Blue Ridge Crossing is a shopping center located near Interstate 70 (I-70) and Blue Ridge Boulevard in Kansas City, Missouri with additional parcels along U.S. I-40 in neighboring Independence, Missouri. It occupies the site of the former Blue Ridge Mall.

==History==
The mall opened in October 17, 1958, as an open-air regional shopping center and was the vision of William Reich. It included a location of Harzfeld's. H. Roe Bartle, the Mayor of Kansas City, cut the ribbon that officially opened the shopping center.

Grand opening events lasted over a year, drawing celebrities of the day including Eva Gabor and Sandra Dee. Upon opening, the mall offered concierge services and childcare in the lower level. These amenities were largely unheard of at the time.

Blue Ridge Mall had the added distinction of being located in two cities at the same time. The city limits of Kansas City, Missouri and Independence, Missouri bisected The Jones Store Co. on the northeast corner of the store.

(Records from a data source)
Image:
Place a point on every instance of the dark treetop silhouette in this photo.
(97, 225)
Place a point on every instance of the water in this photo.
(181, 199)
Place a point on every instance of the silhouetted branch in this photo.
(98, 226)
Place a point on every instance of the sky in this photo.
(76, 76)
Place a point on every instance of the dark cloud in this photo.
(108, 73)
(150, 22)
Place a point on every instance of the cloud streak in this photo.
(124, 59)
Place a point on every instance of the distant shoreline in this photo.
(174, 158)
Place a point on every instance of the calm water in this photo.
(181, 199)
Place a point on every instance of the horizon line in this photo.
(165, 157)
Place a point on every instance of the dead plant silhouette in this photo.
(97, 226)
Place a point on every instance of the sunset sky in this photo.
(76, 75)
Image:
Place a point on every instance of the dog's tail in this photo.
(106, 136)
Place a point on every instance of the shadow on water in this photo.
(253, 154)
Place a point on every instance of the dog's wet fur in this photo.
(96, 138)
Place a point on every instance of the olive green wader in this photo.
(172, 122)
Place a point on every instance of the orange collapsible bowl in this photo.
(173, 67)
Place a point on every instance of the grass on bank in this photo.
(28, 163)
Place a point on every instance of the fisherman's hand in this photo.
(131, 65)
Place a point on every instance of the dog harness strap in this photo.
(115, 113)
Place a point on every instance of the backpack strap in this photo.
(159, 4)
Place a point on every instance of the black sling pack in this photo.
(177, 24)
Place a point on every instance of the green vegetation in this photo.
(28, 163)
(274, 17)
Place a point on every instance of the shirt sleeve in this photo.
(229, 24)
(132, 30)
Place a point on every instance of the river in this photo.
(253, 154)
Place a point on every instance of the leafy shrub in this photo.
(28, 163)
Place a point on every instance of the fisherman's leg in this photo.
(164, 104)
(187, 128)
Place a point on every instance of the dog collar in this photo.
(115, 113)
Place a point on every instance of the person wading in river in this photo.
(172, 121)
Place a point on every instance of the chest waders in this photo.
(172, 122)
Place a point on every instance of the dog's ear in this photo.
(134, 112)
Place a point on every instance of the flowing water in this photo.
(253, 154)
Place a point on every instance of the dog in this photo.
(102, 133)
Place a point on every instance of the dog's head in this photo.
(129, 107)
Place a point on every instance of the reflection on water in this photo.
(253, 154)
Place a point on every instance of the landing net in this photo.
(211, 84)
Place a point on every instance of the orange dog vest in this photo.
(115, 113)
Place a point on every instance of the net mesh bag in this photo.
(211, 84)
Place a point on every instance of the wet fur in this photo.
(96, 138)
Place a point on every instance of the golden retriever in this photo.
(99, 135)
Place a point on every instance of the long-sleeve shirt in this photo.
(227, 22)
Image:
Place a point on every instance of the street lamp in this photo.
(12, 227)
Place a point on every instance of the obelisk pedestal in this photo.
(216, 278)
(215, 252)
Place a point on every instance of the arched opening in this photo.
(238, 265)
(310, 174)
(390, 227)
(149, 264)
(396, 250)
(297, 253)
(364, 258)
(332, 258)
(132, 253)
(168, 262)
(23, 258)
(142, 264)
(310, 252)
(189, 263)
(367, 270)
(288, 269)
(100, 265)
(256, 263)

_Directions_.
- 1) In the Blue Ridge Crossing text, who cut the ribbon to officially open the shopping center?
- 2) Which people does the Blue Ridge Crossing text name? List all of them.
- 3) Reproduce the Blue Ridge Crossing text word for word, from "Blue Ridge Crossing" up to and including "at the time.".

_Task-by-task results_.
- 1) H. Roe Bartle, the Mayor of Kansas City.

- 2) William Reich, H. Roe Bartle, Eva Gabor, Sandra Dee

- 3)
Blue Ridge Crossing is a shopping center located near Interstate 70 (I-70) and Blue Ridge Boulevard in Kansas City, Missouri with additional parcels along U.S. I-40 in neighboring Independence, Missouri. It occupies the site of the former Blue Ridge Mall.

==History==
The mall opened in October 17, 1958, as an open-air regional shopping center and was the vision of William Reich. It included a location of Harzfeld's. H. Roe Bartle, the Mayor of Kansas City, cut the ribbon that officially opened the shopping center.

Grand opening events lasted over a year, drawing celebrities of the day including Eva Gabor and Sandra Dee. Upon opening, the mall offered concierge services and childcare in the lower level. These amenities were largely unheard of at the time.